# ФРАГМЕНТ ТЕКСТА:
....
О, Балканы!

Константин Леонтьев, повздоривший на острове Крит с французским консулом и ударивший его хлыстом, Вук Караджич, составивший антологию эротического фольклора («ладна киша како лед, слатка пичка како мед!») и попутно реформировавший сербский язык, Влад III Цепеш, прославившийся сначала как грозный военачальник, а затем — сквозь года и эпохи — как самый титулованный вампир планеты. Dracul-то по-румынски дьявол, извивистый дракон.

Или, предположим, Джордж Гордон Байрон — тот самый — воевавший за независимую Грецию и скончавшийся от лихорадки в Месолонгионе. Тут бы не забыть кого-нибудь ненароком! Кустурица, Брегович, четыре румына, покорившие Францию — Элиаде, Чоран, Ионеско, Брынкуши, — странный дадаист Урмуз, просто так самоубившийся в центре Бухареста, Стефан Занович, албанский полиглот, выдавший себя за Петра III, и Тито, разумеется, и Чаушеску, и Ражнатович.

Неудивительно, что магический реализм в этих землях расцвёл не хуже, чем в громокипящей Латинской Америке. Оснований для триумфа имелось предостаточно. Тихие жудецы, хмурые деревья, стрыги и мититеи; полако, наконец! Гулкая балканская земля за один лишь двадцатый век подарила нам столько всего, что до сих пор удивляемся. От моста на Дрине до могилы для Бориса Давидовича. И уж стоит ли поражаться, когда видишь его, Милорада Павича (1929 — 2009), чаротворца от бумаги, во многом это балканское барокко и возглавившего?

Тихий кабинетный учёный, один из тех, кого на старый манер ещё называют man of letters, Павич, вероятно, и сам был ходячей литературой. Скромная его, явно не зрелищная биография — учёный, да, переводчик, критик, историк, — совсем не сочетается с авантюрным, поистине королевским размахом его сюжетов. Печататься начал поздно, чуть ли не в сорок лет, долго был известен узкому кругу специалистов и ценителей, но, как всякий гений, отдавший судьбу на милость Искусства — Умберто Эко, положим, Владимир Набоков, — вдруг взял и покорил мир одной неожиданной книгой.

«Хазарский словарь» (Хазарски речник, 1984), дебютный роман пятидесятипятилетнего белградского профессора, мигом изменил представления о возможностях литературы. Был, разумеется, Маркес, и латиноамериканский бум, к тому времени затихший, уже обернулся классической позолотой, и Кортасар написал знаменитый роман-головоломку «Игра в классики» (Rayuela, 1963), но Павич, хоть и отталкиваясь от их штурма и натиска, предложил миру нечто иное. Его парадоксы и фокусы могли прорасти только из балканской почвы.

Только из неё.
....
# НАБОР ЗАПИСЕЙ:

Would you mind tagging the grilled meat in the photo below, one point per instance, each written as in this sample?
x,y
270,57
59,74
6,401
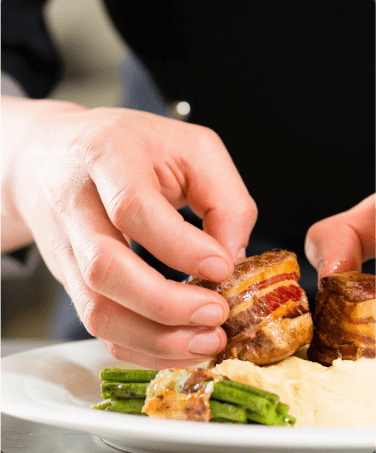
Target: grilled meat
x,y
345,318
269,313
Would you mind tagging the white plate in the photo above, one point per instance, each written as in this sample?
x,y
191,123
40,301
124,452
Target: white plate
x,y
55,385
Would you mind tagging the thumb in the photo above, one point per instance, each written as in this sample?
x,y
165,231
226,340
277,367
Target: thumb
x,y
344,241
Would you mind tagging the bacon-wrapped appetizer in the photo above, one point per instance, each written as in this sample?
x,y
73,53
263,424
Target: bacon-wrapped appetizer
x,y
345,318
269,314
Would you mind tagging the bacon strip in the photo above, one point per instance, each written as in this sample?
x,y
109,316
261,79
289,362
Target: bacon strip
x,y
269,314
345,318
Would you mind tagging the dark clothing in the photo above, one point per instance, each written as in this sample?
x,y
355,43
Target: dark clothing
x,y
288,85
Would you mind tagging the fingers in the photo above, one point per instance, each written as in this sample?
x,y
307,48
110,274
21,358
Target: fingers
x,y
216,192
110,268
124,330
148,361
343,242
142,178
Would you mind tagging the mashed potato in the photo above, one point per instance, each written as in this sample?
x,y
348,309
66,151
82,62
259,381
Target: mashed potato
x,y
341,395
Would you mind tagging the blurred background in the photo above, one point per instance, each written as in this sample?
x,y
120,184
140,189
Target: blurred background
x,y
93,53
100,71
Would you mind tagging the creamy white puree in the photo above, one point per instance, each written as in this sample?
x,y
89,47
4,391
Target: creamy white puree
x,y
341,395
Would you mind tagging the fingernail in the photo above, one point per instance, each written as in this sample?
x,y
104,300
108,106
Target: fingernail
x,y
240,256
205,342
208,315
214,268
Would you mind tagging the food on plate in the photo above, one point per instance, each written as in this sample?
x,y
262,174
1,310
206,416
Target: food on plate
x,y
269,314
340,395
345,318
189,394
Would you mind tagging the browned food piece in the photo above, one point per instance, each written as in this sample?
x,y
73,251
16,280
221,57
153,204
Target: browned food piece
x,y
269,313
345,318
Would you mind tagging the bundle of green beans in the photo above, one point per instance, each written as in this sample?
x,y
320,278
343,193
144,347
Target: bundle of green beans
x,y
230,401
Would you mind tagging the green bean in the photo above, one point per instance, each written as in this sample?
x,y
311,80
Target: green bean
x,y
120,375
124,389
128,406
242,398
272,397
227,413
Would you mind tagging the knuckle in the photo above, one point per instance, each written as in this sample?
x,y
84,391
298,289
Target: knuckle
x,y
95,268
207,137
162,314
248,207
116,351
95,318
125,207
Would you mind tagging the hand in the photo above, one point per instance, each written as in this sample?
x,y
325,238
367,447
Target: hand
x,y
343,242
84,183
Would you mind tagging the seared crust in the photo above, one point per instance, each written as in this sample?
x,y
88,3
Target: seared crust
x,y
345,318
269,314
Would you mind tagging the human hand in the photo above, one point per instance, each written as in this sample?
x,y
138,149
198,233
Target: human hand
x,y
86,182
344,241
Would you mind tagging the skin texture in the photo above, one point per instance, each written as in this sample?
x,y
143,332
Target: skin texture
x,y
83,183
344,241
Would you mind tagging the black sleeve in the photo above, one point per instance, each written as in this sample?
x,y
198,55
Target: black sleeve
x,y
27,51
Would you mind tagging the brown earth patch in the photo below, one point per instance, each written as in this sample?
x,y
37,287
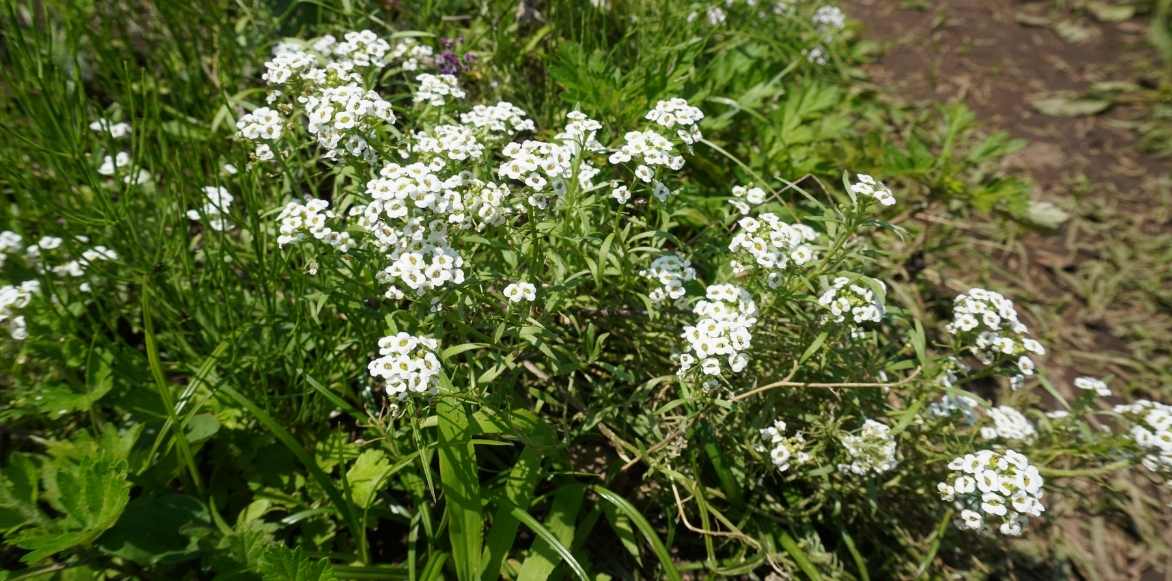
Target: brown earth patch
x,y
1097,289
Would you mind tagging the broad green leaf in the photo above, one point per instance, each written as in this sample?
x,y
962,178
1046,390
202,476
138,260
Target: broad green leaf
x,y
90,493
460,482
281,564
367,476
157,530
19,492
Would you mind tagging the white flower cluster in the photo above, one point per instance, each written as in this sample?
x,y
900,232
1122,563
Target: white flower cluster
x,y
411,54
435,89
261,124
297,219
433,266
1152,432
35,257
829,18
871,188
652,150
744,198
12,300
1008,424
504,118
76,267
488,202
116,164
111,164
774,244
340,111
670,272
115,130
360,48
319,59
408,364
1092,384
408,217
849,302
816,55
723,330
455,143
783,451
676,114
872,451
547,168
994,489
215,209
987,323
520,291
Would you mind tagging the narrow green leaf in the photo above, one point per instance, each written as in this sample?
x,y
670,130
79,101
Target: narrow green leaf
x,y
539,565
799,556
460,482
286,438
645,527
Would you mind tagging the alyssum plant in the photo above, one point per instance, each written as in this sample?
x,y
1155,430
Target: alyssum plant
x,y
545,314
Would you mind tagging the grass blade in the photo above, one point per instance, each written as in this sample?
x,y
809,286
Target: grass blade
x,y
544,556
645,527
460,482
539,565
799,556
....
# СУТЬ ЗАДАНИЯ:
Продолжите очерк о Балканах и Милораде Павиче, начав сразу после его последней фразы. Строки выше взяты из другого источника.

# ОТВЕТ НА ЗАДАНИЕ:
«Тем не менее не следует воспринимать всё это как большой недостаток: читатель, который умел вычитать скрытый смысл книги из порядка расположения словарных статей, давно уже исчез с лица земли, а нынешняя читательская публика полагает, что вопрос фантазии относится исключительно к компетенции писателя, а её это не касается вовсе. Особенно если речь идет о словаре. Такому читателю не нужны песочные часы в книге, которые обращают его внимание на то, что пора переменить способ чтения, ведь современный читатель способ чтения не меняет никогда».

Павич менял не механизмы чудесного. Он менял наш с вами способ чтения, и делал это с задором самого настоящего филолога, архивариуса, историка. В отличие от Кортасара, чей формальный выбор был скорее прыжком в пустоту, предположением о таком прыжке, Павич в самом деле — не отвлекаясь на трамвайные гудки, телевизионные глупости и свежие газеты, — составил подлинный словарь человеческой жизни, который, то ли по случайности, то ли по исключительной удаче, притворяется «словарём словарей о хазарском вопросе», а хазары, как известно, народ не просто легендарный, но и взаправду наводивший ужас — трагически вымерший. Как гунны, лупанарии, ревдигны и археоптериксы.

Пытаясь разобраться в одном конкретном вопросе — сюжете о том, как хазары приняли чужую веру, — Павич объясняет читателю, как функционирует человеческая история, зачем ей нужен миф и почему сама история отчасти и является мифологией. Словарь разнообразен и сложен, но в основе его лежат три книги — красная, то есть христианские источники о вопросе, зелёная, то есть источники исламские, и жёлтая, то бишь источники еврейские. Содержание их почти одинаковое — но, разумеется, дьявол кроется в мелочах. Если переносить формулу «Хазарского словаря» на язык кинематографа, то получится квази-документальная фантазия в тонах Уэса Андерсона и Джима Джармуша: одно и то же на разный взгляд, цельная история разрозненными голосами.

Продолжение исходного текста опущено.